_SUPPLIED TEXT_
** begin **

Solar Flares vs. Coronal Mass Ejections
The two main types of solar storms behave very differently. A solar flare is essentially a burst of light spanning the entire electromagnetic spectrum, from radio waves to X-rays and gamma rays. It travels at the speed of light, reaching Earth in about eight minutes. Flares can immediately disrupt radio communications and degrade GPS signals, but they don’t carry physical material.
A coronal mass ejection (CME) is something else entirely. It’s a giant bubble of plasma, millions of miles across, that erupts from the sun’s outer atmosphere and races through space at over a million miles per hour. Despite that speed, a CME typically takes one to three days to reach Earth. When it arrives, it slams into our planet’s magnetic field and can trigger what scientists call a geomagnetic storm. These storms are what cause the most serious effects on the ground.
What Happens When a CME Hits Earth
Earth’s magnetic field normally deflects the solar wind, the constant stream of particles flowing from the sun. But when a powerful CME arrives with its magnetic field oriented opposite to Earth’s, it transfers a surge of energy into the magnetosphere. This energizes electrons already trapped in Earth’s magnetic environment and sends them spiraling down toward the poles at roughly one-tenth the speed of light. When those electrons collide with oxygen and nitrogen atoms in the upper atmosphere, above about 60 miles up, those atoms release the energy as light. That glow is the aurora borealis in the north and aurora australis in the south.
During mild storms, auroras stay confined to high latitudes, places like northern Michigan or Maine. Stronger storms push the auroral oval much farther south. At the most extreme levels, auroras have been spotted from Florida and southern Texas.
How Solar Storms Affect Power Grids
The same geomagnetic disturbance that creates beautiful auroras can wreak havoc on electrical infrastructure. As Earth’s magnetic field fluctuates rapidly during a storm, it induces slow-moving electrical currents in long conductors like power lines and pipelines. These geomagnetically induced currents flow into power transformers and push them outside their normal operating range, saturating their magnetic cores.

** end **

_WHAT NEEDS TO BE DONE_
Can you pick up the solar storms text right after its last sentence and keep writing?

Labeled contour entries:
** begin **

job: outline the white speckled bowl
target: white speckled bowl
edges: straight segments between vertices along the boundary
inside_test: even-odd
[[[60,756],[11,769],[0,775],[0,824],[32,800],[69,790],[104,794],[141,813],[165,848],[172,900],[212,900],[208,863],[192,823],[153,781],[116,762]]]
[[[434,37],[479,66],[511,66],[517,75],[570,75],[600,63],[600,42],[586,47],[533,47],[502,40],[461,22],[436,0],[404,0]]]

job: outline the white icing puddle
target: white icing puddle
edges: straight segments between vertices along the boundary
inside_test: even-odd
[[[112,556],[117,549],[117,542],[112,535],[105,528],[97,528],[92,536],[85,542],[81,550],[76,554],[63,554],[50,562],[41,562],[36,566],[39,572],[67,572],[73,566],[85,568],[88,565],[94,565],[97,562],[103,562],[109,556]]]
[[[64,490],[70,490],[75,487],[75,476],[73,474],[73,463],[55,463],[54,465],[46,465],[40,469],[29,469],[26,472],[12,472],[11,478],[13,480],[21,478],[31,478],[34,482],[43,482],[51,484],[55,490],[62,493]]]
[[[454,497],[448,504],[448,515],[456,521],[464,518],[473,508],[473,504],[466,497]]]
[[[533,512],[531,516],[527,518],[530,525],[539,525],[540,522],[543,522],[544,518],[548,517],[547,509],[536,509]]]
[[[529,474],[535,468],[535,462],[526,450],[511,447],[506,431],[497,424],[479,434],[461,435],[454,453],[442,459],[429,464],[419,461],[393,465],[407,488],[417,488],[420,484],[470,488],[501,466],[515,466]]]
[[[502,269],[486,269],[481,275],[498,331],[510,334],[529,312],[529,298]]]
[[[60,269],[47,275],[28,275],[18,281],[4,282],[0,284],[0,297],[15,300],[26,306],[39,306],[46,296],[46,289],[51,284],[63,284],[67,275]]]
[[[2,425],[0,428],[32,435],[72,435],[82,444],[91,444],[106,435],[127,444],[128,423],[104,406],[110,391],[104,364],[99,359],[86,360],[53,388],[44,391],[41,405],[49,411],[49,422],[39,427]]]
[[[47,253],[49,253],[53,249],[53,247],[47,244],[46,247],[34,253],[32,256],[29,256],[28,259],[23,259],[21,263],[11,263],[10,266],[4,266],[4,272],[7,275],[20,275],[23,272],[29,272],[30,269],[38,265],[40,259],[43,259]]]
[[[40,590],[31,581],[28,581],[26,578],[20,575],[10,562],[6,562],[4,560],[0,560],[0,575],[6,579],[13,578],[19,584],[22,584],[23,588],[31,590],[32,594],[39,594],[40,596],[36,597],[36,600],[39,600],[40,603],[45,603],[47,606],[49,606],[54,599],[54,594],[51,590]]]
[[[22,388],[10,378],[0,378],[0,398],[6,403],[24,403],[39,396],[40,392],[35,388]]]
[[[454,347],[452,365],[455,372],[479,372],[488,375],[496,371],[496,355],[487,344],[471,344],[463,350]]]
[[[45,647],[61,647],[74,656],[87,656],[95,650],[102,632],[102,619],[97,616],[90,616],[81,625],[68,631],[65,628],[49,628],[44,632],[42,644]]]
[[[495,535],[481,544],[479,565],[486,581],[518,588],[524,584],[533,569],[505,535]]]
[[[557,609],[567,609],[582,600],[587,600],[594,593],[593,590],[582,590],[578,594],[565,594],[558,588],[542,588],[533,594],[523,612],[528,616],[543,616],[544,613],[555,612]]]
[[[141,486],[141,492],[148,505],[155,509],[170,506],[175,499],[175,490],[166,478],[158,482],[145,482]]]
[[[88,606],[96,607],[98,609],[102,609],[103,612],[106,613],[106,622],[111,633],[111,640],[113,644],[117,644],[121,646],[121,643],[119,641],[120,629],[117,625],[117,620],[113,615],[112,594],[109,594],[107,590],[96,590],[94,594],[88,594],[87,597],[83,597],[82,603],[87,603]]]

** end **

_EXERCISE OUTPUT_
Once a transformer’s core saturates, it loses its ability to regulate voltage properly. Currents and voltages in the windings spike to abnormal levels, generating heat that can physically damage the transformer. The distorted electrical signal also confuses protective equipment elsewhere in the grid, tripping circuit breakers that shouldn’t be tripping. That cascading effect pulls critical equipment offline. If the grid is already running near peak demand when a geomagnetic storm hits, the added strain can lead to partial or even system-wide blackouts. In a G5 (extreme) storm, pipeline currents can reach hundreds of amps.
Satellites, GPS, and Radio
Satellites face a different set of problems. Energized particles can build up electrical charge on a spacecraft’s surface, interfering with its electronics, orientation systems, and communication links. Low-orbit satellites also experience increased atmospheric drag because the upper atmosphere heats and expands during a storm, which can alter their orbits unpredictably.
GPS accuracy takes a hit because the signals pass through the ionosphere, which becomes turbulent during geomagnetic storms. During the extreme storm in May 2024, high-accuracy GPS positioning errors exceeded 20 centimeters, a significant problem for precision applications like surveying and autonomous navigation. High-frequency radio communications, used by aviation and emergency services, can go completely dark during severe storms, sometimes for one to two days at a stretch.
The NOAA G-Scale
NOAA rates geomagnetic storms on a five-level scale from G1 (minor) to G5 (extreme), based on the Kp-index, a measure of how disturbed Earth’s magnetic field is on a scale of 0 to 9. Here’s what each level looks like in practical terms:
- G1 (Minor): Weak power grid fluctuations. Aurora visible at high latitudes. Migratory animals may be affected.
- G2 (Moderate): Voltage alarms in high-latitude power systems. Aurora visible as far south as New York and Idaho.
- G3 (Strong): Voltage corrections needed on power grids. Intermittent GPS and radio issues. Aurora visible from Illinois and Oregon.
- G4 (Severe): Widespread voltage control problems. Satellite tracking and orientation disrupted. Aurora visible from Alabama and northern California.
- G5 (Extreme): Possible grid collapse and transformer damage. Satellite operations severely affected. Radio and GPS navigation degraded for hours to days. Aurora visible from Florida and southern Texas.
The Carrington Event: The Worst on Record
The most powerful solar storm in recorded history struck on September 1, 1859. English astronomer Richard Carrington was sketching sunspots through a filtered telescope when he witnessed an intense white flash on the sun’s surface. Seventeen hours later, a massive CME reached Earth, far faster than usual.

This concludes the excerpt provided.